Ca permet juste d'être sûr que rien de majeur ne se produit, ensuite les vérifications se feront sur la cellule bien sûr. Augmenter le régime de ralenti évite les acyclismes.

Conclusion !

Un moteur est il usé à 750H ? Ca correspondrait à moins de 50000km pour un moteur de voiture utilisé de façon bien plus sévère que nos moteurs d'ULM, réponse : Absolument pas ! Le sera t'il davantage à 1000H ou 2000H ? Certainement pas plus.
Ou alors c'est que votre machine fut mal entretenue et (ou) fonctionnait dans des conditions épouvantables (oui ça existe) c'est à dire une carburation totalement hors des clous, des lubrifiants inadaptés et des températures trop ou pas assez élevées.

Un "Overhaul" Jabiru comprends le remplacement systématique d'un grand nombre de pièces qui ne sont donc pas usées et que vous allez remplacer par des pièces qui n'ont pas fait la preuve de leur endurance, ce qui est forcément le cas de celles que vous vous apprêtez à jeter au rebut, ce monde n'est pas sérieux !

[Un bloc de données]

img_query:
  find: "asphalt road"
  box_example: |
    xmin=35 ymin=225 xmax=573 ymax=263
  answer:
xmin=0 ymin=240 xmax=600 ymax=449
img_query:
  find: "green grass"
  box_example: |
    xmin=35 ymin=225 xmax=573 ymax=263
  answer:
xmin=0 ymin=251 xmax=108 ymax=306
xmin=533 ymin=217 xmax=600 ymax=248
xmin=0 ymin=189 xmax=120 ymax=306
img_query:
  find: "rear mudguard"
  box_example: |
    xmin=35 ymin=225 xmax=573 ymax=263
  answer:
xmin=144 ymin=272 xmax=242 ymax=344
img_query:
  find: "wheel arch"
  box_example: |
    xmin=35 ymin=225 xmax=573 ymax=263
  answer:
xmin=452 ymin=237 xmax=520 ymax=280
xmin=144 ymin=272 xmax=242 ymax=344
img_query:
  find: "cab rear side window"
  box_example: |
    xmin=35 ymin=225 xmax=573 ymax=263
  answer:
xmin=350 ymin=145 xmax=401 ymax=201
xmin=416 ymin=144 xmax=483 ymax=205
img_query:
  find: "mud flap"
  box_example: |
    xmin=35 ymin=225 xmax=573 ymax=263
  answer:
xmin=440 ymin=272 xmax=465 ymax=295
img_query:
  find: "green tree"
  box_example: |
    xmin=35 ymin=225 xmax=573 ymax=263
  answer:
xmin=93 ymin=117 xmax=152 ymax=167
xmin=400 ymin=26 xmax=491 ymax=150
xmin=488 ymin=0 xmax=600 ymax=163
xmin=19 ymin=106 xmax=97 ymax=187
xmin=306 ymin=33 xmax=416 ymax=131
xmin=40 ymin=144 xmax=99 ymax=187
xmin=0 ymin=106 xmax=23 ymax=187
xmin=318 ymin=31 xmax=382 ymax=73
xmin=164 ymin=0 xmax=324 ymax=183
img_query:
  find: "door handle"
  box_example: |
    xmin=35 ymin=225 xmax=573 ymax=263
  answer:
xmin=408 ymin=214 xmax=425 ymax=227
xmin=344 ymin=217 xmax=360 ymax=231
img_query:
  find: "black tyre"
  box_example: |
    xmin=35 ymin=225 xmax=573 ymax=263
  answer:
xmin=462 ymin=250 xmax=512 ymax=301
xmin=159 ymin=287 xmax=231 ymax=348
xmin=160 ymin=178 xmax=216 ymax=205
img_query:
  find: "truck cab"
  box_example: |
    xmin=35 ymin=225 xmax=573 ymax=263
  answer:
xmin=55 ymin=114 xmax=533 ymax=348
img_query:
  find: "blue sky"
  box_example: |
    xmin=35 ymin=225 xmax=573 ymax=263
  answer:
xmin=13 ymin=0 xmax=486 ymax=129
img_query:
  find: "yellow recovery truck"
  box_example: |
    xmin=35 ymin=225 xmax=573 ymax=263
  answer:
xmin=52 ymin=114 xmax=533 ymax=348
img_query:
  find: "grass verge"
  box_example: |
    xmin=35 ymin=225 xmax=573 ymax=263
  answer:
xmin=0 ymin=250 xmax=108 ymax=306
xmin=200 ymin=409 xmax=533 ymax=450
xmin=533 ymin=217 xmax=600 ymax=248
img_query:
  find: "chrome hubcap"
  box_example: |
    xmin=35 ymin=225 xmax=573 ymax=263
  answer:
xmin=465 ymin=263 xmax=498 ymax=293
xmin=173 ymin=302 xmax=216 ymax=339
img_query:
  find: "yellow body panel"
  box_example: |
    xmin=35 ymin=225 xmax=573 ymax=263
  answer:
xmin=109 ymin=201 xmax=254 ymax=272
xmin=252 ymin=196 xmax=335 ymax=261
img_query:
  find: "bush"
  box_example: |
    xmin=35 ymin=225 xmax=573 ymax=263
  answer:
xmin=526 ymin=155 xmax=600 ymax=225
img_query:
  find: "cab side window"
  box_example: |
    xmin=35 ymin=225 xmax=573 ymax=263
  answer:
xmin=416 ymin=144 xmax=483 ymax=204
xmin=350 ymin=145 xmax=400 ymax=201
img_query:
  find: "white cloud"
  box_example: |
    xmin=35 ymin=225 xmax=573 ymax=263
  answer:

* _Actions requises_:
A. Recopiez à l'identique le passage du texte cité compris entre "Ou alors c'est" et "pas sérieux !", bornes incluses.
B. D'après le texte cité, pourquoi le remplacement systématique de pièces lors d'un « Overhaul » Jabiru est-il jugé peu sérieux ? Répondez en une à trois phrases.

* _Réponses attendues_:
A.
Ou alors c'est que votre machine fut mal entretenue et (ou) fonctionnait dans des conditions épouvantables (oui ça existe) c'est à dire une carburation totalement hors des clous, des lubrifiants inadaptés et des températures trop ou pas assez élevées.

Un "Overhaul" Jabiru comprends le remplacement systématique d'un grand nombre de pièces qui ne sont donc pas usées et que vous allez remplacer par des pièces qui n'ont pas fait la preuve de leur endurance, ce qui est forcément le cas de celles que vous vous apprêtez à jeter au rebut, ce monde n'est pas sérieux !

B. Les pièces remplacées lors de l'« Overhaul » ne sont pas usées. On les remplace par des pièces qui n'ont pas fait la preuve de leur endurance, alors que celles qu'on met au rebut l'ont forcément faite.